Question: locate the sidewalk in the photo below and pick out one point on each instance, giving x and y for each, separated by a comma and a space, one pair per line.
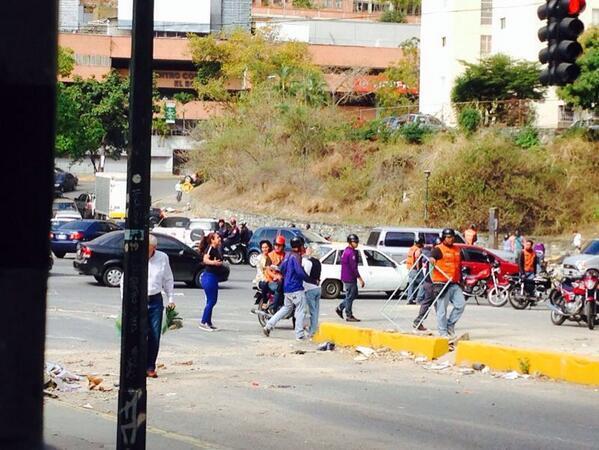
530, 328
68, 427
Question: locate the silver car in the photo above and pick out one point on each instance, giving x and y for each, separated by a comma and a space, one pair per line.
576, 266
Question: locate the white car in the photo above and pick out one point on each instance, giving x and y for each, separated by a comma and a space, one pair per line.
379, 272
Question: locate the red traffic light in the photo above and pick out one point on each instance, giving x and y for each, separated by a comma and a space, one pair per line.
576, 7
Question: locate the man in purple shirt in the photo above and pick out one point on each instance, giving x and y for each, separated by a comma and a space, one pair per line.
350, 277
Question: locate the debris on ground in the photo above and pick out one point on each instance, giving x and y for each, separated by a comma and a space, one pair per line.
366, 351
57, 377
326, 347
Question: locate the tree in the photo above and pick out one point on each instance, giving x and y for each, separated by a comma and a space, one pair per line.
92, 118
404, 73
584, 92
65, 62
500, 84
251, 60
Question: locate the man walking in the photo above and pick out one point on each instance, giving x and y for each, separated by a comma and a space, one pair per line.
293, 288
160, 278
446, 276
313, 268
350, 276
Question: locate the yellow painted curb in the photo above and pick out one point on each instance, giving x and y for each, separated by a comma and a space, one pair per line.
346, 335
557, 365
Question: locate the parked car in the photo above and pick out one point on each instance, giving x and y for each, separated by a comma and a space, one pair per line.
86, 205
64, 239
187, 229
64, 205
396, 241
379, 271
270, 233
103, 259
576, 266
477, 259
64, 181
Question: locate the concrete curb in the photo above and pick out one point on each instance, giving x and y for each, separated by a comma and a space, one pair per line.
346, 335
557, 365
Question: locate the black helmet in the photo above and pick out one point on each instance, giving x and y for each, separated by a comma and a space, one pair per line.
297, 242
447, 232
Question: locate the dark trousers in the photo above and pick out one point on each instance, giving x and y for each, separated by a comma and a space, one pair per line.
155, 308
427, 300
351, 292
210, 286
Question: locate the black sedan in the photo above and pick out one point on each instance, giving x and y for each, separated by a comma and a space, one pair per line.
103, 258
64, 181
65, 238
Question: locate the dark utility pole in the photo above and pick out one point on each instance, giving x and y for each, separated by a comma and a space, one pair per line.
28, 90
131, 432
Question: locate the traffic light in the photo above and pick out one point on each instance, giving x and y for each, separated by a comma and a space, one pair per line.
561, 34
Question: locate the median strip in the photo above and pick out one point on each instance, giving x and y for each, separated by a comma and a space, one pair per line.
557, 365
346, 335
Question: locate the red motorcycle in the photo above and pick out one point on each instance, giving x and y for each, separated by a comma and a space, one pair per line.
488, 282
575, 300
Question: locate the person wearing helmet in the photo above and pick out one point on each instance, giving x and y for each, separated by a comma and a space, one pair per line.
272, 272
350, 276
446, 276
415, 276
471, 235
293, 289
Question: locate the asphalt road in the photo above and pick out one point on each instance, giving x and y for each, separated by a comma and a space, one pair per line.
237, 389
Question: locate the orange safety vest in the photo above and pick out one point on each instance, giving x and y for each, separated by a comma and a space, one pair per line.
412, 256
529, 260
470, 236
450, 264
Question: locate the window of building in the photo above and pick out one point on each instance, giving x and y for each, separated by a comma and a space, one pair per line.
485, 45
486, 12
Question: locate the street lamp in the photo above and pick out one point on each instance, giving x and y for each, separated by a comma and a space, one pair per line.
427, 174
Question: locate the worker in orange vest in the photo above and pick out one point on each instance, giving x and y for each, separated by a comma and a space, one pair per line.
446, 276
414, 265
470, 235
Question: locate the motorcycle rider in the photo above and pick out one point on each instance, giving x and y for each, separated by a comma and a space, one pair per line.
294, 277
414, 265
446, 276
471, 235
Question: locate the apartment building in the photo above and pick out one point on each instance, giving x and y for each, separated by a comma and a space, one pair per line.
467, 30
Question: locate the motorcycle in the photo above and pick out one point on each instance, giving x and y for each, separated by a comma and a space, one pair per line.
265, 308
489, 283
575, 300
524, 293
235, 253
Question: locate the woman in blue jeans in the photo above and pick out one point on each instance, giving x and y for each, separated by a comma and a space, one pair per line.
213, 260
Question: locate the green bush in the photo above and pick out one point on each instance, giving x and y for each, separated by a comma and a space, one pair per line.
469, 120
527, 137
414, 133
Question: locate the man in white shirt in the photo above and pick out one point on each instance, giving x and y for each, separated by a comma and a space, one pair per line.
160, 278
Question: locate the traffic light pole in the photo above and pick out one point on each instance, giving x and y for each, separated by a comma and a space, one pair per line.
131, 426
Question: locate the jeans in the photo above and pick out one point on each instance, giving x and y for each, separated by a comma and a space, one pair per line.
155, 308
427, 300
415, 279
313, 301
351, 292
210, 286
452, 294
299, 300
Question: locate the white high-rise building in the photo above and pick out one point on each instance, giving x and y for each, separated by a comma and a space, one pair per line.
466, 30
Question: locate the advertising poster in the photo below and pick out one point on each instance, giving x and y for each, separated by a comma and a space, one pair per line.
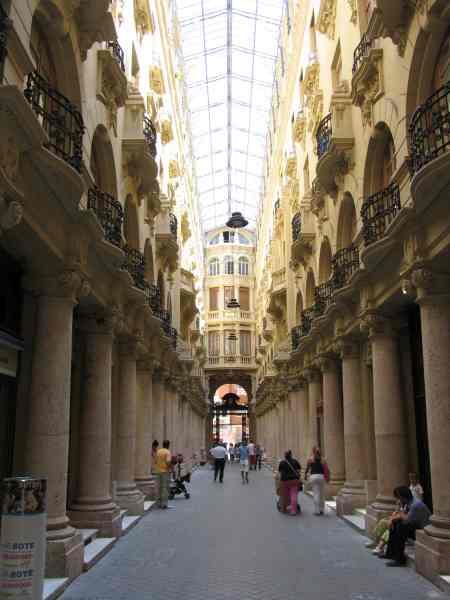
23, 537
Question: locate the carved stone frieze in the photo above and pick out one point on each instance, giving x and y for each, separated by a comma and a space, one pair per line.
326, 20
112, 88
367, 84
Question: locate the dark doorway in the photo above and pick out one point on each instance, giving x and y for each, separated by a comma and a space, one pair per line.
8, 389
424, 474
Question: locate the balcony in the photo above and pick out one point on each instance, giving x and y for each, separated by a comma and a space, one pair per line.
173, 224
323, 295
60, 119
149, 131
367, 78
118, 54
230, 360
378, 211
334, 139
429, 137
5, 24
153, 296
138, 147
344, 264
134, 263
109, 212
302, 238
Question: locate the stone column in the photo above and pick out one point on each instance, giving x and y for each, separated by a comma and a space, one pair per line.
333, 421
94, 507
143, 477
47, 445
314, 396
390, 434
158, 400
128, 495
433, 544
353, 494
302, 422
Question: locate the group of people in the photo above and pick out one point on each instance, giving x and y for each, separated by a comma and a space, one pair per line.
392, 534
289, 481
249, 456
164, 466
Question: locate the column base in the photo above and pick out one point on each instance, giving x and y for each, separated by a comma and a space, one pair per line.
352, 495
129, 498
147, 486
373, 514
105, 519
432, 555
65, 556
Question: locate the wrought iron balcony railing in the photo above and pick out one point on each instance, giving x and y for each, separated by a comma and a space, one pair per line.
153, 296
378, 211
4, 28
429, 130
323, 135
118, 53
150, 135
61, 120
109, 212
162, 315
135, 265
296, 227
173, 224
323, 295
344, 263
361, 51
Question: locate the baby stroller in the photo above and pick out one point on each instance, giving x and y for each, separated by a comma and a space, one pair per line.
278, 494
180, 477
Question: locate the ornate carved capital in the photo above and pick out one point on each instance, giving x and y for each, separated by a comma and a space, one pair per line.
375, 325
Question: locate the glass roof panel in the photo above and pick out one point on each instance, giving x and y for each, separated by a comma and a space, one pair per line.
229, 51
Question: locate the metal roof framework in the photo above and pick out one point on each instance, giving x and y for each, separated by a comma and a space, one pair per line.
230, 49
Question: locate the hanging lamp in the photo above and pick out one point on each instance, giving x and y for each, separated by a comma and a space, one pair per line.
237, 221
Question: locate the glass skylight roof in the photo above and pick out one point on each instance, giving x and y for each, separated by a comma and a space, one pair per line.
229, 49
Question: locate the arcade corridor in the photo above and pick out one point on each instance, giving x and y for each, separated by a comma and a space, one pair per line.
229, 543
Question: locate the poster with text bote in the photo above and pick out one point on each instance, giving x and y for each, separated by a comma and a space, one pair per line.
23, 538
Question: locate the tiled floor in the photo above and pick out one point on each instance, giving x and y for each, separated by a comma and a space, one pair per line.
228, 542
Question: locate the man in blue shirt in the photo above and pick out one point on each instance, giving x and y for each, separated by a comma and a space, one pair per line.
404, 525
243, 461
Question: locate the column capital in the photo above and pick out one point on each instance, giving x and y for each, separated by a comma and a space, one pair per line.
376, 325
312, 375
327, 363
347, 348
69, 283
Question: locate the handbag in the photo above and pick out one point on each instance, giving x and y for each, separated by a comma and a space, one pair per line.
297, 473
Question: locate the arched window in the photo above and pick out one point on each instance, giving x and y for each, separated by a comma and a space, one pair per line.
=======
> _WHAT YOU HAVE TO DO_
Reproduce the final stretch of the data above: every line from the one holding "Question: locate the man in blue" through the end, inclusive, exactly as written and nothing else.

> _FULL RESPONSE_
Question: locate the man in blue shirt in the photo above and pick out one point on each instance, giving x and y for each, separated by a comma and a space, one pair per line.
404, 525
243, 461
Question: locate the column capital in the photo above and pick out one point on each instance, giving x and y for each, separated by a comma and a space, one pair per line.
376, 325
312, 375
327, 363
347, 348
69, 283
Question: locate the handbag in the photo above and pick out one point on each instance, giving x and y for each, separated by a comma and a space, one pair per line.
297, 473
Question: locate the arched window in the photo above and pick out one point on each instance, giving x and y for each, separated by a comma and a space, one pair per line.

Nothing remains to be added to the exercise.